*** Opening of Recorded information ***

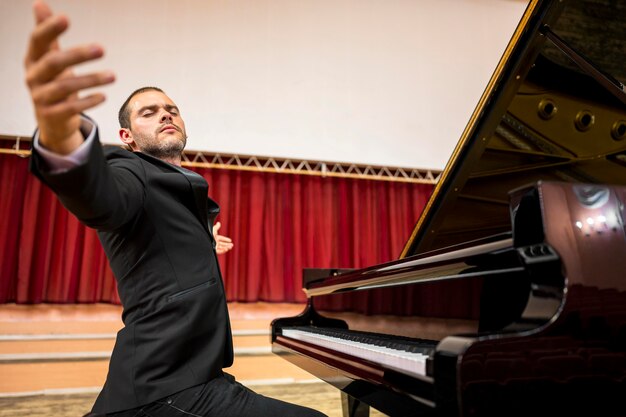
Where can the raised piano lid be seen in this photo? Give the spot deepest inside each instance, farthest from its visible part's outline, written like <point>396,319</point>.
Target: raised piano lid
<point>541,117</point>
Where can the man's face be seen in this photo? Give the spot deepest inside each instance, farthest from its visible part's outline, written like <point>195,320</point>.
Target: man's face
<point>156,127</point>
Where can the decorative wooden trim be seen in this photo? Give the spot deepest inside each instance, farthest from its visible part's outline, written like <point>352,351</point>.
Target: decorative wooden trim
<point>21,146</point>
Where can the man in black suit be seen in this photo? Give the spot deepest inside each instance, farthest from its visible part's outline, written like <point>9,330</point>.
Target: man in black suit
<point>153,219</point>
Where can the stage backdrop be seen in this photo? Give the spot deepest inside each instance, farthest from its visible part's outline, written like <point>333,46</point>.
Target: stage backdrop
<point>280,224</point>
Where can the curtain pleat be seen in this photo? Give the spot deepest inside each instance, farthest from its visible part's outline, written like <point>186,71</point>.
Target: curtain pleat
<point>279,223</point>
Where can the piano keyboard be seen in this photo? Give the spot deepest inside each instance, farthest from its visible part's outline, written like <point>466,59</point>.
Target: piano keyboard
<point>404,355</point>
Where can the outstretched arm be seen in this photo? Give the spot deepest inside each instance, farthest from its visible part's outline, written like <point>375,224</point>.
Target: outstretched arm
<point>223,243</point>
<point>53,85</point>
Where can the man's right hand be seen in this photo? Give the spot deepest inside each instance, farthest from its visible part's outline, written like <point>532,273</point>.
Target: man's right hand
<point>53,85</point>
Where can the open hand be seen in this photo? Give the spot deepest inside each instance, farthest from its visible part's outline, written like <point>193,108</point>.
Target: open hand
<point>53,85</point>
<point>223,243</point>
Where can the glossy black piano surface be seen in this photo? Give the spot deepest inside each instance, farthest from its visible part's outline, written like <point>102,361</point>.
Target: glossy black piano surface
<point>512,287</point>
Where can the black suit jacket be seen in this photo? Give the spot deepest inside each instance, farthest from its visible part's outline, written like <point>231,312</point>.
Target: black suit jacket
<point>152,220</point>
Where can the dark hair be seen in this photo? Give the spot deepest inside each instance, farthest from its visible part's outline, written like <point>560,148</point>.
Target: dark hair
<point>124,114</point>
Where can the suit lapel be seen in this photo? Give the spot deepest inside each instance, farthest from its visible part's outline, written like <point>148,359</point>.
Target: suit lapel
<point>199,187</point>
<point>200,190</point>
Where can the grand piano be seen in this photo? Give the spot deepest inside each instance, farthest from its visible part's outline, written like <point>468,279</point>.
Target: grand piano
<point>509,298</point>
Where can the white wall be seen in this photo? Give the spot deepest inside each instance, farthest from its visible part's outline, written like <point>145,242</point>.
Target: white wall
<point>385,82</point>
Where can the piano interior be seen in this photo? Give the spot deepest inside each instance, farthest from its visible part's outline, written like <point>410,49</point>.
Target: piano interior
<point>509,297</point>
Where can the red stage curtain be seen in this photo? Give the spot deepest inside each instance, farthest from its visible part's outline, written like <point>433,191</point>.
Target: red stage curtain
<point>280,223</point>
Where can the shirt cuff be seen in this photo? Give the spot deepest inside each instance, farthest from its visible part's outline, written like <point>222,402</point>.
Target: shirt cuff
<point>61,163</point>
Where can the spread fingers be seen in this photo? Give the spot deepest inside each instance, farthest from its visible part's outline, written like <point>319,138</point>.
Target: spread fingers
<point>63,87</point>
<point>54,62</point>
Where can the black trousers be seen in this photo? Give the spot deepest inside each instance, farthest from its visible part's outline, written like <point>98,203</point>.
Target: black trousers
<point>220,397</point>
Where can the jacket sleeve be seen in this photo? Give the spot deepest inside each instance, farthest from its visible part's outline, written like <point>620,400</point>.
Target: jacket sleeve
<point>103,193</point>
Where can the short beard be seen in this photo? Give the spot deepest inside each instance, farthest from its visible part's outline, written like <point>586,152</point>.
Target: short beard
<point>164,150</point>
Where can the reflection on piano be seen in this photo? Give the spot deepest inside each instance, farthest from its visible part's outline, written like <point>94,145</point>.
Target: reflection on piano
<point>510,296</point>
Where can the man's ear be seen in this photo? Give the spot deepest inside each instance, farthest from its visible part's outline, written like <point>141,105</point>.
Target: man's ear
<point>127,137</point>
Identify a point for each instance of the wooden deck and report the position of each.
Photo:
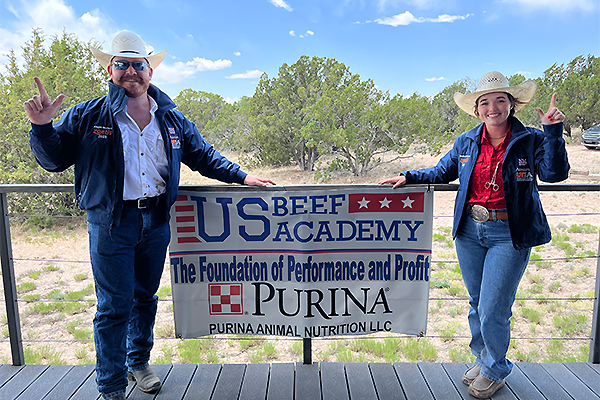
(337, 381)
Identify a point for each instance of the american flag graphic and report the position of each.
(225, 299)
(185, 220)
(386, 202)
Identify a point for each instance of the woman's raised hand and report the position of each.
(553, 116)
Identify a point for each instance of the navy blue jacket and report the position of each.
(530, 154)
(88, 137)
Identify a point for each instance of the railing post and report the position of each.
(10, 288)
(595, 344)
(307, 350)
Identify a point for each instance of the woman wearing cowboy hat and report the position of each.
(498, 215)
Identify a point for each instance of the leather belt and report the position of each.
(146, 202)
(483, 214)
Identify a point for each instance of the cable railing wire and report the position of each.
(91, 302)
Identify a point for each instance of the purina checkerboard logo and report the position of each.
(225, 299)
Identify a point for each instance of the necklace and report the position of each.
(492, 183)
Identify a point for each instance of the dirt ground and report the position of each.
(65, 249)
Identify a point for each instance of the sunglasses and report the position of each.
(123, 65)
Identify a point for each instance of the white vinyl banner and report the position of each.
(304, 262)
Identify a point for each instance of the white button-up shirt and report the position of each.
(146, 165)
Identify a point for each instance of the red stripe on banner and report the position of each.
(386, 202)
(188, 239)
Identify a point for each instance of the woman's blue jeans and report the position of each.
(127, 262)
(492, 269)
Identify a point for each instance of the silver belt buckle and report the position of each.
(142, 203)
(479, 213)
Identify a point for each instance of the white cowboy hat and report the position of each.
(127, 44)
(492, 82)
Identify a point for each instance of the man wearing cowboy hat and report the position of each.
(127, 148)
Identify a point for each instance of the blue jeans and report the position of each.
(492, 269)
(127, 262)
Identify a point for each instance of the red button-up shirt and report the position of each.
(487, 171)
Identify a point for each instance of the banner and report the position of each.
(304, 262)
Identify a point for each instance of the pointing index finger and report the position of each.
(40, 87)
(553, 101)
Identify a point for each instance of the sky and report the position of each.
(404, 46)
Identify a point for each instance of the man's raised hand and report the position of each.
(39, 108)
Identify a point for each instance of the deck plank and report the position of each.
(307, 382)
(360, 382)
(333, 381)
(203, 382)
(230, 382)
(438, 381)
(21, 381)
(287, 381)
(543, 381)
(412, 382)
(569, 382)
(522, 387)
(45, 382)
(176, 383)
(455, 372)
(587, 375)
(256, 380)
(70, 383)
(88, 390)
(7, 372)
(386, 382)
(281, 382)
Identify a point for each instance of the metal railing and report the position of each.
(10, 289)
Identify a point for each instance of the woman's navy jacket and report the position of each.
(531, 154)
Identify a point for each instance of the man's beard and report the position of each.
(138, 89)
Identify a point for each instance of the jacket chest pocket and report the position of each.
(174, 138)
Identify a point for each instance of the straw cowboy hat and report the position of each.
(492, 82)
(130, 45)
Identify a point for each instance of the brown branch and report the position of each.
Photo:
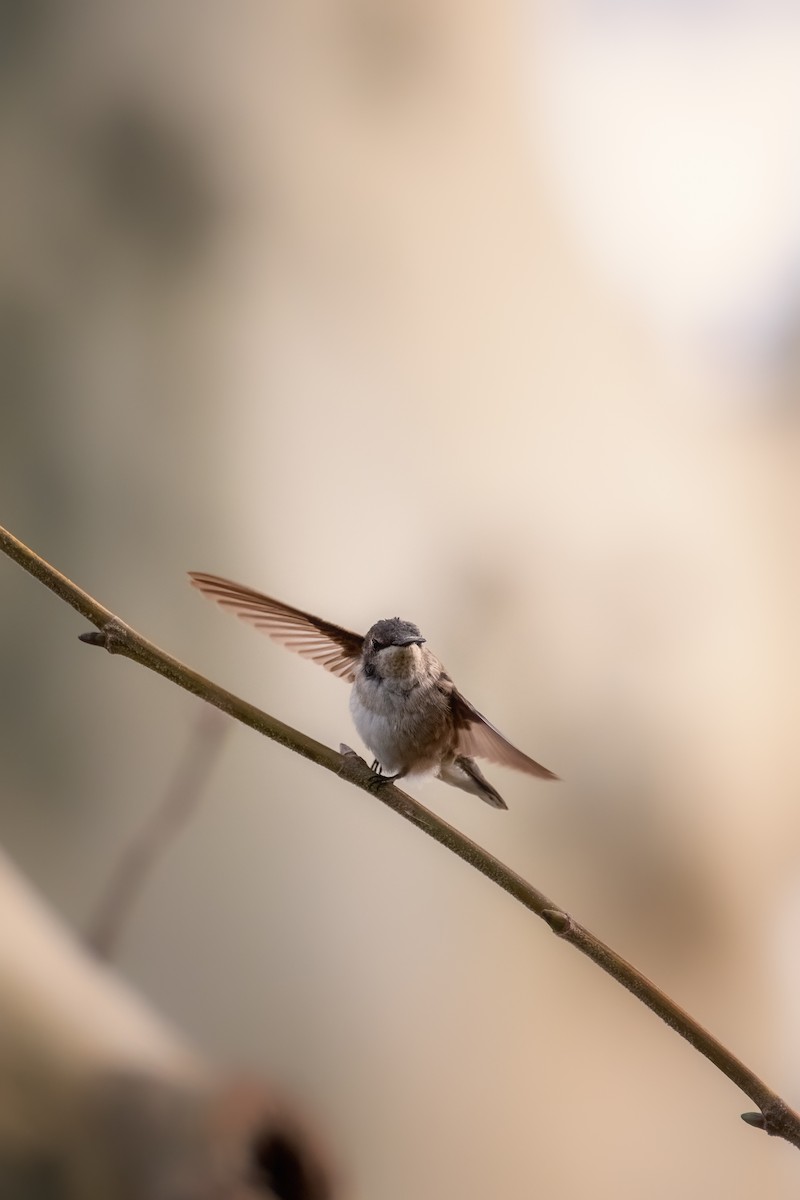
(172, 814)
(775, 1116)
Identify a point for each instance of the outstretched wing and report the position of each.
(335, 648)
(479, 739)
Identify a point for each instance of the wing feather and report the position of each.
(335, 648)
(479, 739)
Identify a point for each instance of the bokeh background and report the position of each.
(481, 313)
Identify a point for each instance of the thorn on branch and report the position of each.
(110, 637)
(559, 922)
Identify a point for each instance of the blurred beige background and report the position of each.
(483, 315)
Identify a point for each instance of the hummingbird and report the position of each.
(405, 707)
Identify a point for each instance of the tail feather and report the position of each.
(464, 773)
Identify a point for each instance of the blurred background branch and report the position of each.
(101, 1101)
(130, 873)
(776, 1116)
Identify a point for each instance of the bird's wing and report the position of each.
(336, 649)
(479, 739)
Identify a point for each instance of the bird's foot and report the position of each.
(378, 773)
(379, 778)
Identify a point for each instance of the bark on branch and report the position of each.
(774, 1116)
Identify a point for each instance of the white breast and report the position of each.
(378, 735)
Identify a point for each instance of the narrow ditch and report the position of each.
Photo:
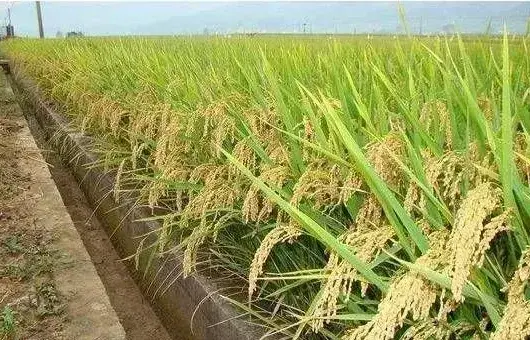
(134, 311)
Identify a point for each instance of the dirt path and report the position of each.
(134, 311)
(49, 288)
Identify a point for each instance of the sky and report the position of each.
(167, 18)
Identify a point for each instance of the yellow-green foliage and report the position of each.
(385, 178)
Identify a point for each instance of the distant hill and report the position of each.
(343, 17)
(166, 18)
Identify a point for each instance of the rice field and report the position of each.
(362, 187)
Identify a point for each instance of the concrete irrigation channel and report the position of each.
(189, 308)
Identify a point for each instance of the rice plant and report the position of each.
(364, 188)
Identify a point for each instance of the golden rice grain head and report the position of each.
(342, 275)
(370, 216)
(118, 180)
(428, 330)
(521, 146)
(409, 296)
(321, 184)
(279, 234)
(244, 153)
(472, 233)
(515, 323)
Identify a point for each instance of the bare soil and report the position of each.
(134, 311)
(31, 307)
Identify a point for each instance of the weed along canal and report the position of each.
(266, 186)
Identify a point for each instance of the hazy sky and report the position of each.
(114, 18)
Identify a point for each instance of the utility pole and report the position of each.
(39, 19)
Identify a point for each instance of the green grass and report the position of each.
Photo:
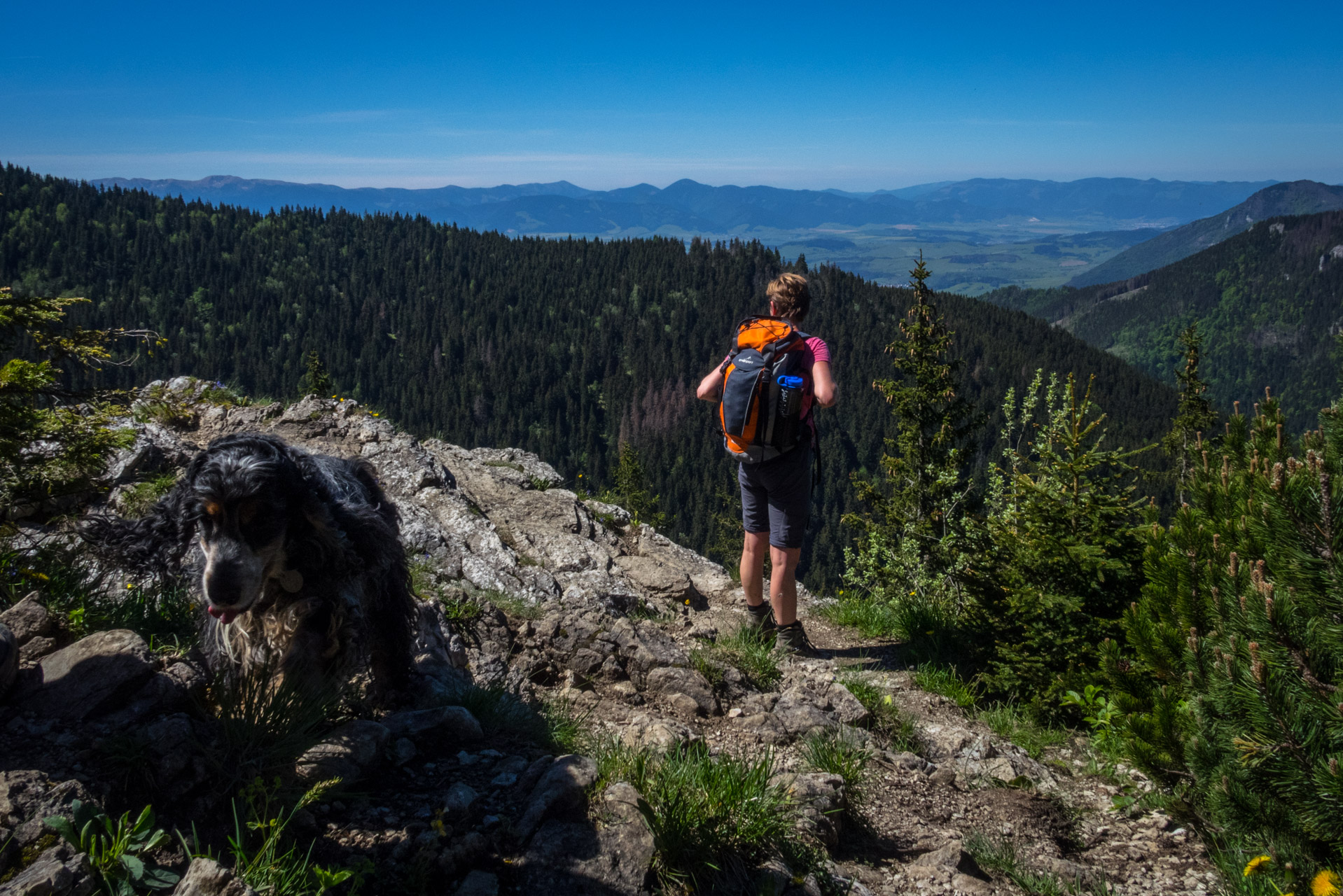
(265, 727)
(69, 584)
(1015, 724)
(923, 620)
(749, 650)
(711, 816)
(999, 855)
(946, 681)
(885, 716)
(837, 752)
(873, 618)
(137, 500)
(513, 606)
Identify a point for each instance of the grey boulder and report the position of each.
(92, 676)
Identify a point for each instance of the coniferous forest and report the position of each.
(1267, 301)
(567, 348)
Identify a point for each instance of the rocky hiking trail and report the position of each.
(626, 637)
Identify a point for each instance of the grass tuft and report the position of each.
(838, 752)
(1015, 724)
(137, 500)
(885, 716)
(946, 681)
(749, 650)
(999, 855)
(709, 816)
(265, 726)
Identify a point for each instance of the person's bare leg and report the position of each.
(753, 566)
(784, 583)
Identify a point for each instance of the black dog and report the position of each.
(302, 564)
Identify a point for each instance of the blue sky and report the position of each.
(857, 97)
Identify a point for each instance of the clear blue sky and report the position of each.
(608, 96)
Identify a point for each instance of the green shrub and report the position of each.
(51, 445)
(1229, 688)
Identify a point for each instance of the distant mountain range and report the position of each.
(1268, 301)
(1293, 198)
(689, 207)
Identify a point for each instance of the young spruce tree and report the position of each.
(1063, 558)
(915, 526)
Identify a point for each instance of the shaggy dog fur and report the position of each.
(300, 559)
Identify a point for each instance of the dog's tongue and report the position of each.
(223, 615)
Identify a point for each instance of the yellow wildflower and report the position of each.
(1252, 867)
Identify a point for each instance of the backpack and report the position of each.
(765, 381)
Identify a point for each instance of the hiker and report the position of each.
(766, 390)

*** Close of Recorded information ***

• **Problem to solve**: Please, from the entries above, set down exactly the lines from the one containing "Where can the red" through the one containing "Where can the spread", and only those.

• **Exercise output**:
Where can the red stage curtain be seen in this photo? Give the spot deepest inside each instance, farthest from its visible part's outline, written like <point>433,191</point>.
Target: red stage curtain
<point>280,223</point>
Where can the shirt cuff be seen in this photo? Give the spot deepest inside each instance, farthest from its visible part's outline, written like <point>222,402</point>.
Target: shirt cuff
<point>61,163</point>
Where can the spread fingers be seen in this photo? Give the spot deepest inside each instance, farthest from its visible part's outline, written like <point>319,138</point>.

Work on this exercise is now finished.